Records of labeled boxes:
########################################
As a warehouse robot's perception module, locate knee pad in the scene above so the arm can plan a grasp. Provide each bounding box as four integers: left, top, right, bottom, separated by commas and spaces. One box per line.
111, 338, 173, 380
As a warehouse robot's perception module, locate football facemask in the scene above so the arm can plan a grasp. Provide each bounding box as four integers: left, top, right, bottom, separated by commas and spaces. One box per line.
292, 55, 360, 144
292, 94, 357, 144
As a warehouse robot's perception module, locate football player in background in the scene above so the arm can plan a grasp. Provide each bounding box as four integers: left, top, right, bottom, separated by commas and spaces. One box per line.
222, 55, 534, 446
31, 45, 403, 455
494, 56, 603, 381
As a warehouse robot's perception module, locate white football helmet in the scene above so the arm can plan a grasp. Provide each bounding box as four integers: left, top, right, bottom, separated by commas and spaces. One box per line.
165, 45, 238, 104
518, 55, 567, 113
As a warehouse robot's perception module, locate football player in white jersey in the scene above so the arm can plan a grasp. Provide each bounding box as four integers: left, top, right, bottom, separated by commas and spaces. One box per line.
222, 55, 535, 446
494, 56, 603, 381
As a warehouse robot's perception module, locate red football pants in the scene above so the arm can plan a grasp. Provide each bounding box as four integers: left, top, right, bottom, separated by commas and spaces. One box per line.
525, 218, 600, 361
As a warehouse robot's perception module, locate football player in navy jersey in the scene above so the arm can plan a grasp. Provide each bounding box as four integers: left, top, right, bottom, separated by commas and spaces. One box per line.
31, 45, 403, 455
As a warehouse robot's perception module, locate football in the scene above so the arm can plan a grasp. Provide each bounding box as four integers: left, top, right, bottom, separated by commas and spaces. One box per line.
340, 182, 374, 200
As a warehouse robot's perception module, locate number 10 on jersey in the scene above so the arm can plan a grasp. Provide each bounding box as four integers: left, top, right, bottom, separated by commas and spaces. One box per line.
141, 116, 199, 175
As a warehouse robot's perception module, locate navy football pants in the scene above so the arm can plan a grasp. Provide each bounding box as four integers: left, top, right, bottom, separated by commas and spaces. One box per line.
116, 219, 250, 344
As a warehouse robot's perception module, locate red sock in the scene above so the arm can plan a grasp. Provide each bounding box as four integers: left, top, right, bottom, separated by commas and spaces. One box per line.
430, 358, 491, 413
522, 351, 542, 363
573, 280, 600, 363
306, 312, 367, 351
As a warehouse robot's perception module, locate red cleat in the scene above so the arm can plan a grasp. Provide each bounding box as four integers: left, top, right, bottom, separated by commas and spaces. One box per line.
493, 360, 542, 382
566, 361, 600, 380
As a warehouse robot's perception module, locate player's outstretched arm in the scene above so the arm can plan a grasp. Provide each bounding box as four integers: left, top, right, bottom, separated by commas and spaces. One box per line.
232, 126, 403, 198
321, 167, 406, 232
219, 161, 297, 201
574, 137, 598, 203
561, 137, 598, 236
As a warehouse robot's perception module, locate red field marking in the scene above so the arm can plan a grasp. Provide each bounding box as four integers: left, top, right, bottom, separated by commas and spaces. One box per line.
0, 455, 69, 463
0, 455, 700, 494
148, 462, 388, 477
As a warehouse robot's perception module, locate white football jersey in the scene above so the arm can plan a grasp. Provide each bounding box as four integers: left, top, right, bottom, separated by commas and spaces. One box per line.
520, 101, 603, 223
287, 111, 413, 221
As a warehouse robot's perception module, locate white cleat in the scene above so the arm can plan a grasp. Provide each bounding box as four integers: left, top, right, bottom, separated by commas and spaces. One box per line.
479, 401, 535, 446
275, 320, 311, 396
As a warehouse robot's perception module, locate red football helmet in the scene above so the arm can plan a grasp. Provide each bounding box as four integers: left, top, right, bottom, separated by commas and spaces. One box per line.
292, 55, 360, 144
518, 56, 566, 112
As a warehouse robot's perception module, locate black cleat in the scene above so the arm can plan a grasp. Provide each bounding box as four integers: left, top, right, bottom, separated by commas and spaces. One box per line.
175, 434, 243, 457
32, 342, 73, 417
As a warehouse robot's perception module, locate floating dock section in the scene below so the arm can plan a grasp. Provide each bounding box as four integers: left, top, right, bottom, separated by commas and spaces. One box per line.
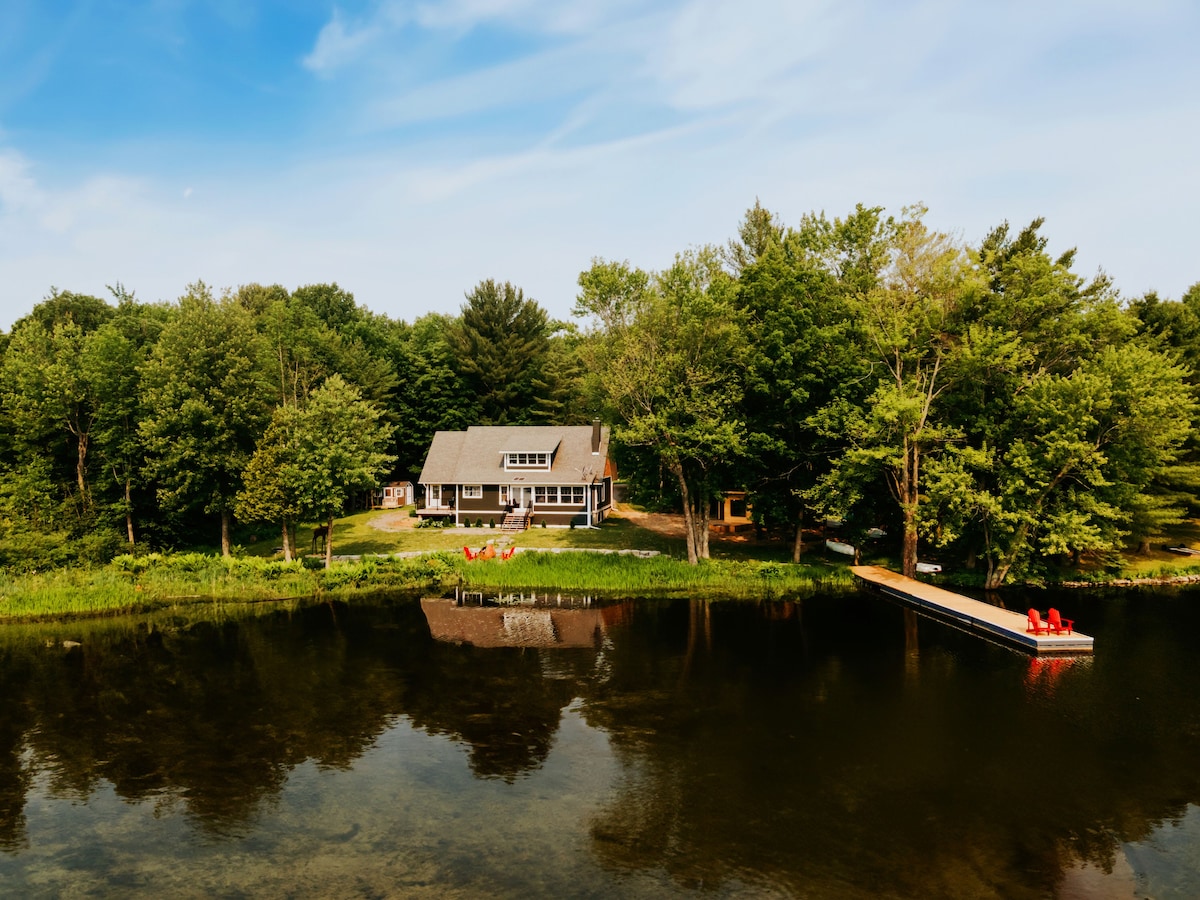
851, 565, 1094, 655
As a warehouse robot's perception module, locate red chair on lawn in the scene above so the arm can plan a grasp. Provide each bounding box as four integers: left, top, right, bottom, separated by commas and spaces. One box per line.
1046, 606, 1075, 635
1025, 610, 1050, 635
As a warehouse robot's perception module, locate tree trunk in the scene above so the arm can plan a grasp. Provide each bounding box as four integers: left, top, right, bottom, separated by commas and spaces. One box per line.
76, 430, 90, 518
125, 476, 133, 547
325, 515, 334, 569
900, 442, 920, 578
670, 462, 700, 565
792, 509, 804, 563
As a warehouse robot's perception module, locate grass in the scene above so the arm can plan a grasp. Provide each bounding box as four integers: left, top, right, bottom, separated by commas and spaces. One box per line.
451, 551, 852, 599
9, 510, 1200, 622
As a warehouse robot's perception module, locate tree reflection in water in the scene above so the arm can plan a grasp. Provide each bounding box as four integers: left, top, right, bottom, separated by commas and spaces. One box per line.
0, 594, 1200, 896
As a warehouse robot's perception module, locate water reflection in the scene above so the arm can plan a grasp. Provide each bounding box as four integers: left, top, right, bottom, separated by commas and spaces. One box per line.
0, 594, 1200, 898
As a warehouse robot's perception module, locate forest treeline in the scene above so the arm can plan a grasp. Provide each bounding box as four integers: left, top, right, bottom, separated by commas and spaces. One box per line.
0, 203, 1200, 586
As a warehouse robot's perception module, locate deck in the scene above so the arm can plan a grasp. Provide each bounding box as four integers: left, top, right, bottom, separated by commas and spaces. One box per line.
851, 565, 1094, 655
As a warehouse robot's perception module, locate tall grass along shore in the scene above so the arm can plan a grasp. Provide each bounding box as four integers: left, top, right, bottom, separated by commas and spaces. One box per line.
0, 551, 851, 622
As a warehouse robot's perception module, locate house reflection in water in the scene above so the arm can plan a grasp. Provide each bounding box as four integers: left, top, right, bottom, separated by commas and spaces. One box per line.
421, 592, 630, 649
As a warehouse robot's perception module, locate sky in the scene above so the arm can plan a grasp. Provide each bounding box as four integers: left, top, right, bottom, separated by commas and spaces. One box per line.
0, 0, 1200, 329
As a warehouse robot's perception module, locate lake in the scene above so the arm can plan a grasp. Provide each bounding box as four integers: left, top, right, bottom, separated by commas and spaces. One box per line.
0, 589, 1200, 899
########################################
## Task goal
Copy out exactly the lines running from the line with "As a warehouse robot's perception module, locate water" to the end of the records, inclusive.

## Complete output
As a warehouse robot's perception module, locate water reflection in the scene above so the arm can plan a grasp. Provide each bounding box as four integers: left, top, right, bottom, separated by commas and spaces. One box per line.
0, 594, 1200, 898
As a warehouse robot's perception module, locate forest treeline in the scene above so the arm can plan a grasp. Provide each bounding box as four integers: left, top, right, bottom, separated by commas and spaces. One box per line.
0, 203, 1200, 586
As a warehouse robot's perception module, locate deck in the scene above so the arm can plan a grasp. Provide each bounding box as four integers: left, top, right, bottom, separated by commas and spaces. One box per line.
851, 565, 1094, 655
As a warehouse robot's perception module, locate tall grass along shore in the scene above so the arm can plan a grasp. Provide each bounding box as four integers: left, top, right, bottom, separated by commas and spaces. One box per line.
0, 551, 851, 622
As a warehouse robot's perception module, locate house reflection in water in the scene above so the arm can plan a grasp. Provide each bounding box as four integers: left, top, right, bottom, separated by commas and spaces. One box per line.
421, 592, 630, 649
As a warehouse robot's perception module, locate sky in the scene above so the arm can plan a grasp. Provide each bounding box as four integers: left, top, right, bottom, separated by commas and spaces. One box per line.
0, 0, 1200, 329
As a warehouse robot's perception module, locate lake in the scene above so the arm can plan a grasp. Provide each bounding box as four integers: left, top, right, bottom, separated by commas and spaces. One box per line.
0, 589, 1200, 899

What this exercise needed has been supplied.